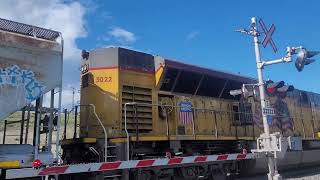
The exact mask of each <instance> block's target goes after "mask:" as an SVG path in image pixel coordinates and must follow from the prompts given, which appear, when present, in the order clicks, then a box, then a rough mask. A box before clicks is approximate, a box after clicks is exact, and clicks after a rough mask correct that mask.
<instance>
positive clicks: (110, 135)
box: [62, 47, 320, 179]
mask: <svg viewBox="0 0 320 180" xmlns="http://www.w3.org/2000/svg"><path fill="white" fill-rule="evenodd" d="M253 83H256V80H255V79H253V78H249V77H244V76H241V75H238V74H232V73H227V72H223V71H218V70H212V69H207V68H203V67H198V66H194V65H189V64H185V63H182V62H178V61H173V60H170V59H166V58H163V57H161V56H153V55H150V54H146V53H142V52H137V51H133V50H128V49H124V48H117V47H114V48H102V49H96V50H92V51H90V52H86V51H83V53H82V66H81V105H80V106H79V107H80V122H79V127H80V132H79V136H77V135H75V137H74V138H73V139H65V140H63V142H62V148H63V151H64V154H63V158H64V160H65V162H66V163H81V162H97V161H99V160H100V161H102V160H103V159H107V160H108V161H117V160H127V159H148V158H157V157H165V156H168V155H169V156H187V155H209V154H222V153H235V152H242V151H243V150H244V149H245V150H247V151H248V152H250V150H251V149H254V148H255V143H256V141H255V140H256V138H257V137H259V135H260V134H261V133H262V132H263V127H262V115H261V108H260V101H259V99H257V98H244V97H242V96H241V95H239V96H231V95H230V93H229V92H230V90H234V89H239V88H241V87H242V85H243V84H253ZM268 102H269V105H270V106H271V107H273V108H275V116H273V118H272V119H270V121H269V124H270V130H271V131H273V132H281V133H282V134H283V135H284V136H292V137H296V138H295V139H298V141H297V142H298V143H296V144H299V143H300V145H298V146H299V147H297V148H293V149H291V150H290V152H288V153H287V155H286V158H287V160H284V161H281V162H280V167H282V168H284V167H287V168H289V167H290V166H291V167H292V166H296V165H298V164H314V163H318V162H320V159H318V160H317V159H316V158H315V159H314V158H312V157H313V156H314V154H316V153H319V152H320V151H319V150H318V149H319V148H320V143H319V141H317V139H318V137H317V135H318V132H319V130H320V123H319V121H320V112H319V110H320V95H319V94H315V93H312V92H306V91H301V90H292V91H288V92H285V93H281V94H280V93H274V94H270V95H269V96H268ZM104 128H105V129H104ZM104 130H105V131H104ZM106 137H107V138H106ZM105 139H107V142H105ZM299 140H300V141H299ZM105 149H107V150H106V152H107V153H104V152H105ZM290 153H291V154H290ZM293 157H294V158H293ZM298 157H300V158H298ZM286 158H285V159H286ZM288 159H289V160H288ZM190 168H191V171H192V173H191V174H190V172H191V171H190ZM202 168H203V169H207V170H206V172H207V173H209V170H208V168H210V167H208V166H206V167H202ZM249 168H252V169H253V168H255V169H257V171H259V170H262V169H264V168H266V165H265V164H264V163H262V162H260V163H259V162H258V160H252V161H250V162H245V164H241V165H239V164H236V165H234V164H230V165H229V166H228V168H225V169H228V170H230V171H231V170H233V171H237V172H238V171H240V170H243V169H249ZM160 171H161V173H160V175H159V173H156V172H160ZM177 171H179V172H180V173H178V174H180V175H181V174H182V175H181V176H180V177H183V179H188V178H189V179H192V178H193V177H194V176H195V174H197V173H198V174H197V175H196V176H197V177H199V173H200V172H204V171H201V170H199V167H189V169H188V168H187V169H184V170H183V169H182V170H181V168H180V169H177V168H176V169H165V170H160V169H157V170H155V169H153V170H150V171H148V172H149V174H148V176H147V177H154V176H155V174H158V176H157V178H159V177H171V178H173V177H178V176H177ZM137 173H139V172H132V171H130V172H129V176H130V177H132V179H134V178H135V179H138V178H137V176H136V175H132V174H137ZM140 173H141V172H140ZM188 173H189V174H188ZM152 174H153V175H152ZM164 174H165V175H164ZM110 177H111V176H110ZM112 177H113V176H112ZM144 177H146V176H144ZM139 178H140V179H143V178H141V176H139ZM151 179H152V178H151Z"/></svg>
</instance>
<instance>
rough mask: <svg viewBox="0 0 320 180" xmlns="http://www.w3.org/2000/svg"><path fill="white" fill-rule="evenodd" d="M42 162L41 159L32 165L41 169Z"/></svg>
mask: <svg viewBox="0 0 320 180" xmlns="http://www.w3.org/2000/svg"><path fill="white" fill-rule="evenodd" d="M41 164H42V162H41V160H40V159H35V160H34V161H33V162H32V165H33V167H34V168H39V167H40V166H41Z"/></svg>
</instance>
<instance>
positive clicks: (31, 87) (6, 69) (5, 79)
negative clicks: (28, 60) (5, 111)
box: [0, 65, 45, 103]
mask: <svg viewBox="0 0 320 180" xmlns="http://www.w3.org/2000/svg"><path fill="white" fill-rule="evenodd" d="M5 85H10V86H13V87H18V86H23V87H24V91H25V100H26V101H27V102H28V103H30V102H32V101H33V100H35V99H37V98H38V97H40V96H41V95H42V94H43V92H44V89H45V86H43V85H42V84H41V83H40V82H39V81H38V80H37V79H36V77H35V74H34V72H33V71H30V70H26V69H21V68H20V67H19V66H17V65H13V66H9V67H6V68H0V87H1V86H5Z"/></svg>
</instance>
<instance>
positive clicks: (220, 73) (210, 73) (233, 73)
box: [165, 59, 256, 84]
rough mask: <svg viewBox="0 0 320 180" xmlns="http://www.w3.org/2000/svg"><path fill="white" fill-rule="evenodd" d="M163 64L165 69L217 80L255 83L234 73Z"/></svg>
mask: <svg viewBox="0 0 320 180" xmlns="http://www.w3.org/2000/svg"><path fill="white" fill-rule="evenodd" d="M165 64H166V66H167V67H170V68H176V69H181V70H184V71H190V72H194V73H200V74H205V75H208V76H215V77H219V78H223V79H229V80H234V81H240V82H243V83H247V84H249V83H255V82H256V80H255V79H254V78H250V77H247V76H242V75H239V74H234V73H230V72H225V71H221V70H216V69H209V68H205V67H200V66H196V65H191V64H186V63H182V62H179V61H175V60H169V59H166V60H165Z"/></svg>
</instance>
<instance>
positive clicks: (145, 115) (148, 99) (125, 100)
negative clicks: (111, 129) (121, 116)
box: [122, 85, 152, 133]
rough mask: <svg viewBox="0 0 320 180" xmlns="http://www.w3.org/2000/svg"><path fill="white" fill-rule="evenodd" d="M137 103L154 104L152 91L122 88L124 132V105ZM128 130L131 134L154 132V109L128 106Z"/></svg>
mask: <svg viewBox="0 0 320 180" xmlns="http://www.w3.org/2000/svg"><path fill="white" fill-rule="evenodd" d="M127 102H137V103H143V104H152V91H151V89H148V88H141V87H134V86H126V85H124V86H123V87H122V129H123V130H124V113H125V112H124V104H125V103H127ZM127 128H128V131H129V132H130V133H147V132H149V131H152V107H151V106H141V105H128V106H127Z"/></svg>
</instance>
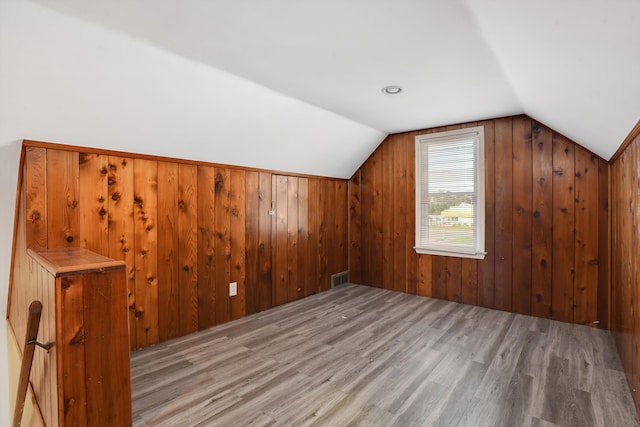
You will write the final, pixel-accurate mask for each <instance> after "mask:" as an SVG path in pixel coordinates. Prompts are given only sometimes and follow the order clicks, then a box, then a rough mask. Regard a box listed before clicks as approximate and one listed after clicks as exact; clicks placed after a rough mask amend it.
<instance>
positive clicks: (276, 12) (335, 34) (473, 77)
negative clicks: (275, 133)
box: [3, 0, 640, 177]
mask: <svg viewBox="0 0 640 427" xmlns="http://www.w3.org/2000/svg"><path fill="white" fill-rule="evenodd" d="M3 1H6V0H3ZM13 1H15V0H13ZM32 1H33V2H34V3H36V4H39V5H43V6H46V7H47V8H50V9H52V10H55V11H56V12H60V13H62V14H64V15H67V16H71V17H74V18H75V19H80V20H81V21H84V22H88V23H91V25H95V24H98V27H101V28H103V29H107V30H108V31H110V32H116V33H117V34H122V35H126V36H127V37H131V38H133V39H137V40H138V41H140V42H142V43H145V44H147V45H149V46H152V47H153V48H154V49H159V50H162V51H165V52H167V53H170V54H173V55H177V56H179V57H181V58H184V59H186V60H188V61H189V63H190V64H191V65H189V67H191V68H193V69H194V70H195V69H198V70H199V72H200V73H201V74H202V76H201V78H202V82H200V83H199V84H204V85H205V86H206V84H205V83H203V82H205V81H206V80H207V77H206V76H207V73H210V76H211V82H212V83H213V84H214V86H215V84H217V85H220V87H219V90H220V92H225V93H226V92H229V87H228V80H229V79H230V78H231V77H225V78H224V79H223V78H221V77H220V75H221V74H225V75H226V73H229V74H230V75H231V76H236V77H240V78H241V80H242V83H238V84H235V85H233V89H234V90H235V89H237V88H240V89H243V88H246V87H247V85H249V84H252V83H250V82H253V83H257V84H258V85H259V86H261V87H266V88H268V89H271V90H272V91H275V92H276V93H277V94H280V95H284V96H285V97H286V98H287V99H289V98H293V99H295V100H299V101H302V102H303V103H304V104H305V105H306V106H304V107H303V106H301V104H299V103H296V102H297V101H296V102H293V100H291V101H290V102H289V103H288V105H283V106H282V114H284V115H285V116H286V115H288V114H291V113H295V111H296V110H297V109H301V108H302V109H305V108H306V109H313V108H316V107H319V108H318V111H315V110H314V111H315V112H313V113H309V114H306V113H305V114H303V115H304V116H305V125H306V126H308V127H307V131H306V132H309V133H311V134H313V133H314V132H319V131H320V128H324V127H326V126H329V127H334V126H335V127H336V128H335V129H334V130H344V131H345V132H346V133H348V134H349V138H350V140H349V142H348V143H345V140H344V138H340V137H338V135H331V136H328V137H326V136H323V141H324V142H323V143H322V144H320V145H321V148H322V150H316V151H317V152H316V151H313V150H312V156H313V160H314V162H315V163H316V165H317V166H318V165H319V166H318V167H316V169H314V168H313V167H307V166H304V167H303V168H302V170H294V169H295V168H294V167H293V166H292V165H289V164H284V165H280V164H274V163H273V162H270V163H269V164H265V165H261V164H260V162H257V164H255V163H256V162H251V161H249V162H248V163H250V164H248V165H250V166H262V167H267V168H273V169H278V168H281V167H283V168H284V170H290V171H299V172H307V173H319V174H325V175H332V176H340V177H348V176H350V174H351V173H353V172H354V171H355V169H356V168H357V167H358V166H359V164H360V163H362V162H363V161H364V160H365V159H366V157H367V156H368V155H369V153H370V152H371V151H372V150H373V149H374V148H375V145H377V143H379V142H380V140H381V139H382V137H384V135H385V134H387V133H396V132H402V131H407V130H414V129H421V128H427V127H431V126H437V125H446V124H452V123H459V122H464V121H472V120H479V119H484V118H492V117H498V116H504V115H511V114H517V113H523V112H524V113H526V114H528V115H530V116H532V117H534V118H536V119H538V120H540V121H542V122H544V123H546V124H548V125H550V126H552V127H553V128H554V129H556V130H558V131H560V132H562V133H563V134H565V135H567V136H568V137H570V138H572V139H574V140H575V141H577V142H579V143H580V144H582V145H583V146H585V147H587V148H589V149H591V150H592V151H594V152H595V153H597V154H599V155H600V156H602V157H604V158H607V159H608V158H609V157H610V156H611V155H612V154H613V153H614V152H615V151H616V149H617V148H618V147H619V145H620V143H621V142H622V140H623V139H624V138H625V136H626V135H627V133H628V132H629V131H630V130H631V128H632V127H633V125H634V124H635V123H636V122H637V120H638V119H640V80H639V79H638V76H640V29H639V27H638V24H637V20H638V19H639V17H640V1H638V0H615V1H611V2H604V1H601V0H597V1H596V0H563V1H557V0H537V1H535V2H532V1H521V0H467V1H463V0H396V1H390V0H324V1H300V0H274V1H264V0H263V1H259V0H245V1H239V0H182V1H179V2H176V1H172V0H110V1H108V2H104V1H87V0H32ZM202 68H205V69H206V70H209V71H202ZM172 77H173V76H172ZM190 78H191V77H190V75H189V74H185V77H184V79H190ZM245 79H246V80H245ZM177 84H178V85H180V84H182V83H180V82H178V83H177ZM390 84H396V85H400V86H402V87H403V88H404V91H403V92H402V93H401V94H399V95H397V96H388V95H383V94H382V93H381V91H380V89H381V88H382V87H383V86H385V85H390ZM223 85H226V86H223ZM260 90H263V89H260ZM260 90H258V89H254V90H252V92H255V91H258V92H259V91H260ZM211 91H213V92H211ZM244 92H246V91H244ZM244 92H243V91H242V90H240V94H239V97H241V98H242V99H251V94H248V95H247V94H245V93H244ZM204 93H205V94H208V95H210V94H211V93H215V87H211V88H207V90H206V91H205V92H204ZM193 95H195V96H197V94H193ZM226 95H228V96H230V97H233V94H232V93H227V94H226ZM267 98H268V100H267ZM267 98H264V97H262V98H260V100H262V101H260V102H264V103H265V108H266V109H267V110H268V109H269V107H268V104H269V100H271V99H272V98H273V99H275V98H274V97H273V96H271V95H270V97H267ZM265 100H266V101H265ZM160 101H162V100H159V102H160ZM309 104H310V105H309ZM312 106H313V107H312ZM276 108H277V107H276ZM320 110H325V111H327V112H330V113H333V114H335V115H338V116H341V117H342V119H338V118H331V119H327V118H326V117H325V118H323V119H322V120H320V119H319V121H318V122H317V124H318V126H316V127H315V128H314V125H313V123H314V119H313V117H320V115H322V114H325V115H326V113H320V112H319V111H320ZM236 113H237V114H239V115H240V116H242V115H243V114H245V112H244V111H242V110H238V111H237V112H236ZM246 114H247V117H246V120H244V126H248V127H254V128H259V127H260V126H267V124H266V123H262V121H258V122H255V118H254V117H252V115H251V113H250V111H247V112H246ZM323 117H324V116H323ZM273 120H274V123H278V124H279V125H281V124H284V125H286V123H287V122H286V121H283V119H282V117H280V116H279V117H274V118H273ZM336 120H342V121H341V122H340V123H341V124H337V123H338V122H336ZM240 121H242V120H241V118H240ZM289 123H291V121H289ZM178 125H179V123H178ZM189 125H190V126H196V127H198V126H202V127H203V129H204V128H206V127H207V126H208V127H211V123H209V122H207V121H206V120H204V119H203V120H202V121H198V120H195V121H193V122H191V121H190V122H189ZM211 132H212V130H211V129H208V130H203V132H202V137H203V138H204V137H206V136H210V135H212V133H211ZM240 133H242V132H240ZM213 134H215V132H214V133H213ZM267 135H268V132H267ZM247 137H248V138H250V136H247ZM287 137H289V136H287ZM305 138H308V136H305V135H304V134H301V135H300V137H299V139H298V140H297V141H296V143H297V144H302V146H303V147H304V144H305ZM191 142H192V143H194V144H195V143H196V142H197V141H195V140H194V141H191ZM191 142H190V140H186V141H184V142H183V143H182V147H181V148H183V149H186V150H187V152H188V147H187V146H188V145H189V144H190V143H191ZM254 143H255V144H256V145H257V146H259V145H260V143H257V142H255V141H254ZM262 143H264V141H262ZM267 143H269V141H267ZM315 145H317V144H315ZM185 147H187V148H185ZM308 147H309V146H308V145H307V146H306V147H305V148H304V150H303V152H305V150H307V149H308ZM348 147H353V149H352V151H351V152H350V151H349V148H348ZM245 148H246V150H248V151H251V149H252V143H251V142H249V143H247V144H246V147H245ZM167 151H169V152H170V151H171V150H170V149H168V150H167ZM342 151H344V152H345V153H346V154H347V156H349V159H350V160H349V161H348V162H343V164H342V165H341V166H339V167H337V168H334V169H332V168H331V167H328V166H322V164H323V162H325V163H327V165H328V164H329V163H330V162H331V161H332V159H334V160H335V158H336V153H340V152H342ZM294 154H295V153H294ZM194 156H197V154H194ZM178 157H179V156H178ZM183 157H184V156H183ZM202 157H203V158H204V160H212V161H216V159H215V158H214V159H211V158H208V157H207V155H206V153H203V156H202ZM294 157H295V155H294ZM231 158H232V161H234V160H233V156H231ZM226 159H227V158H226V157H224V158H223V159H222V161H225V160H226ZM235 162H236V163H237V164H246V163H247V162H244V163H243V162H240V163H238V162H237V161H235ZM334 166H335V165H334Z"/></svg>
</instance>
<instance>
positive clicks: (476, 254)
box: [413, 247, 487, 259]
mask: <svg viewBox="0 0 640 427" xmlns="http://www.w3.org/2000/svg"><path fill="white" fill-rule="evenodd" d="M413 249H415V251H416V253H418V254H421V255H440V256H450V257H456V258H471V259H484V256H485V255H486V254H487V253H486V252H471V251H469V252H466V251H448V250H442V249H427V248H418V247H414V248H413Z"/></svg>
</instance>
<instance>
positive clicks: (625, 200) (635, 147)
mask: <svg viewBox="0 0 640 427" xmlns="http://www.w3.org/2000/svg"><path fill="white" fill-rule="evenodd" d="M639 164H640V135H636V136H635V137H633V138H632V139H631V142H630V143H629V144H628V145H627V146H626V148H625V149H624V151H623V152H622V153H621V154H620V155H619V156H618V157H617V158H616V160H615V161H614V162H613V164H612V165H611V190H612V191H611V193H612V194H611V227H612V230H611V233H612V236H611V237H612V238H611V330H612V332H613V336H614V338H615V341H616V345H617V347H618V352H619V354H620V359H621V360H622V366H623V367H624V370H625V373H626V375H627V380H628V382H629V386H630V388H631V390H633V391H634V393H632V395H633V398H634V400H635V402H636V407H637V408H638V409H639V410H640V396H639V395H638V393H637V392H636V391H637V390H638V387H639V386H640V357H639V355H638V345H639V341H640V315H639V314H638V307H640V286H639V284H638V283H639V282H638V280H639V277H638V260H639V259H640V230H638V226H640V213H639V212H638V206H640V191H639V190H640V181H639V179H638V176H639V175H640V167H639V166H638V165H639ZM602 185H603V183H600V184H599V186H600V187H601V186H602ZM600 204H602V201H600ZM599 240H600V238H599ZM598 311H600V309H599V310H598Z"/></svg>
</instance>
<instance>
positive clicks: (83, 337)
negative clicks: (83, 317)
mask: <svg viewBox="0 0 640 427" xmlns="http://www.w3.org/2000/svg"><path fill="white" fill-rule="evenodd" d="M83 343H84V328H83V327H82V326H81V327H80V328H79V329H78V330H77V331H76V333H75V334H74V335H73V338H71V340H70V341H69V344H70V345H78V344H83Z"/></svg>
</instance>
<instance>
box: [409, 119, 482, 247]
mask: <svg viewBox="0 0 640 427" xmlns="http://www.w3.org/2000/svg"><path fill="white" fill-rule="evenodd" d="M415 249H416V251H417V252H418V253H428V254H435V255H448V256H459V257H467V258H484V128H483V127H482V126H479V127H474V128H467V129H461V130H454V131H448V132H440V133H435V134H427V135H419V136H417V137H416V245H415Z"/></svg>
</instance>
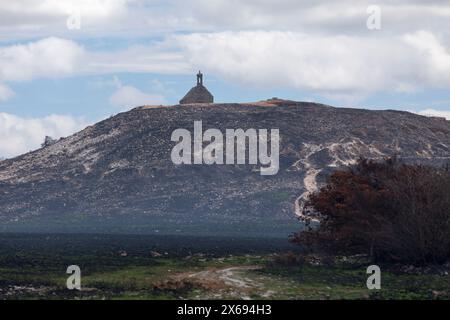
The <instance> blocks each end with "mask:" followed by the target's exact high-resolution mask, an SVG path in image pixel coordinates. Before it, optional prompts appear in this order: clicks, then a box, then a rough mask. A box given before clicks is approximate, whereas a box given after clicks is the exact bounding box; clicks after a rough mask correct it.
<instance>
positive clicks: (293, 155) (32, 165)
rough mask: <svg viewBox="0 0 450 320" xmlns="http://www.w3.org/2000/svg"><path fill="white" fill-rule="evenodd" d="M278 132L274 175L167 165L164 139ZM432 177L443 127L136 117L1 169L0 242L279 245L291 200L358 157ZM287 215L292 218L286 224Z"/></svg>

━━━━

- Work to be completed
Return only the lines between the one holding "You will write" and the one holding "negative clicks: (275, 133)", inclusive, exactly as they appear above.

- Exercise output
You will write the final, pixel-accurate mask for each <instance> after "mask:" as an SVG path in pixel coordinates. Prompts are given only sometimes and follow the order clicks, then a box, then a rough mask. Regard a box listed before clicks as approximate and one listed after clicks as exact; clicks placed after a rough mask amend it.
<instance>
positive clicks: (276, 12) (335, 34) (473, 77)
negative clicks: (275, 133)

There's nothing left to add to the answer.